AIM - Scale the rows from the line with "Spot all occurrences of blurred" up to and including the line with "121 84 200 157": write out every line again, requests included, with each bounding-box coordinate in the answers multiplied by 1.15 and rounded to a whole number, halves rounding up. Leave the requests and their sample boxes unchanged, and return only these lines.

-------- DATA ROWS

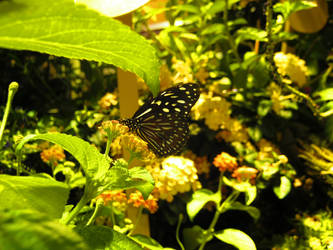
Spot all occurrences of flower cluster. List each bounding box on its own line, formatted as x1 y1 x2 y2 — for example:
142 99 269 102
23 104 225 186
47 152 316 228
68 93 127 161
184 151 210 177
192 93 231 130
274 52 308 87
128 190 158 214
213 152 238 172
98 93 118 110
121 134 154 159
232 166 258 182
40 145 66 166
172 58 194 83
150 156 201 202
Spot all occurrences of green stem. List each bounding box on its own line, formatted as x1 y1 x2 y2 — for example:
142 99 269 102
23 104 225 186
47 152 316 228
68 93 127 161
60 191 90 225
86 199 104 226
127 206 143 236
223 0 242 62
0 82 19 149
199 173 239 250
176 214 185 250
266 0 320 116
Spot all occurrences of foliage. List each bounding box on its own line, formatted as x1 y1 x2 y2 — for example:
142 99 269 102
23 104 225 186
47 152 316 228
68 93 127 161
0 0 333 249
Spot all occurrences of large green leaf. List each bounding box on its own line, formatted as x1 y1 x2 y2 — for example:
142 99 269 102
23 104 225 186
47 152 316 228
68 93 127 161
75 226 143 250
0 175 69 218
16 133 110 184
0 0 159 95
0 210 89 250
214 228 257 250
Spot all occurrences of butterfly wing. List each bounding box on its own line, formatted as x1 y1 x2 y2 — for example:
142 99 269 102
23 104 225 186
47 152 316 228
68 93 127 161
124 84 200 156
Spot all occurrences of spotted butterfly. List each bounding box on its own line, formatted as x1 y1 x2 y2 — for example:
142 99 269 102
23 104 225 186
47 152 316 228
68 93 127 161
120 83 200 157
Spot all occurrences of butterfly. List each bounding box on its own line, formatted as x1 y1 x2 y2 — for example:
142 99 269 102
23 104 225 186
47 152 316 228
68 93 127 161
120 83 200 157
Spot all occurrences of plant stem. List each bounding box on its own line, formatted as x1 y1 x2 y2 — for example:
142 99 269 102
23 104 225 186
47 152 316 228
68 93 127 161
223 0 242 63
0 82 19 149
127 206 143 236
86 199 104 226
176 214 185 250
60 191 90 225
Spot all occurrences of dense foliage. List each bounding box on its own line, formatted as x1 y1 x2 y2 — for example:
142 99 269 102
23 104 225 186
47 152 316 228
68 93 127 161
0 0 333 249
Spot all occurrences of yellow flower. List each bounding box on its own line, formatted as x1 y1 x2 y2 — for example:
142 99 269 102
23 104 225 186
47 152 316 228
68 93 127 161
128 190 158 214
98 93 118 109
232 166 258 184
149 156 201 202
121 134 154 159
40 145 66 166
213 152 238 172
172 58 194 83
184 151 210 177
274 52 308 87
192 93 231 130
195 67 209 83
257 138 280 160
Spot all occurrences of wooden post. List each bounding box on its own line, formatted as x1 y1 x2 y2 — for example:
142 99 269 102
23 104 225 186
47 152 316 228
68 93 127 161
117 13 150 236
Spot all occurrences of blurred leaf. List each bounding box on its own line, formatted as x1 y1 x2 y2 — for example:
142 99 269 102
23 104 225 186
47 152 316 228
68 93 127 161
0 210 87 250
273 176 291 199
0 175 69 218
201 23 225 35
223 201 260 220
0 0 160 95
75 226 142 250
236 27 267 46
248 126 262 142
313 88 333 102
257 100 273 117
273 0 317 20
202 0 240 17
172 4 200 14
186 189 221 220
232 67 247 88
214 228 257 250
183 225 208 250
130 234 167 250
325 115 333 143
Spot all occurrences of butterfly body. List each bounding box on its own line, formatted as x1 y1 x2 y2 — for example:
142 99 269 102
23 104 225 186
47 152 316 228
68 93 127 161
121 84 200 157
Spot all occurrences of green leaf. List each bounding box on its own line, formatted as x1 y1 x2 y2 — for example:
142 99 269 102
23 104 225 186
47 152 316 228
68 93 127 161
16 133 110 186
76 0 149 17
257 100 273 117
130 234 172 250
75 226 143 250
223 201 260 220
273 176 291 199
186 189 221 221
236 27 267 46
0 0 160 95
0 175 69 218
273 0 317 20
183 225 208 250
214 228 257 250
0 210 89 250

----------------

OUTPUT FOR THIS TASK -
Spot all occurrences of blurred leaf. List each bounding box on its own line, formatted as x1 y1 x2 y2 — for example:
142 99 269 102
23 104 225 186
47 152 316 228
68 93 127 161
0 242 100 288
314 202 335 229
0 201 79 251
231 26 259 40
256 231 299 253
0 0 184 109
86 260 163 288
271 31 307 53
285 145 301 163
360 101 383 117
296 115 314 135
314 0 365 23
232 0 276 20
198 5 230 16
214 217 254 253
267 77 284 101
246 262 296 288
210 259 239 288
150 269 192 288
374 132 383 164
Spot all occurrences of butterfly body. List each bounding box on its own line, formatted as x1 y1 x2 y2 — for example:
142 99 269 102
23 104 225 186
47 152 316 228
68 93 127 161
139 97 230 181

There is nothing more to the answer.